Recorded data
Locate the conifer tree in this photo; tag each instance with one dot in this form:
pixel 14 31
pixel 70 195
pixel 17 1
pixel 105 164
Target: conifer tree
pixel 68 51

▸ WHAT TO PRODUCE: Please lay out every line of the listing above as a JSON list of strings, one string per line, leaving out any blank lines.

▸ EXPECTED ANSWER:
[
  "Locate the conifer tree in this photo; tag each instance with one dot in this form:",
  "pixel 14 31",
  "pixel 70 195",
  "pixel 17 1",
  "pixel 105 164",
  "Target: conifer tree",
  "pixel 68 51"
]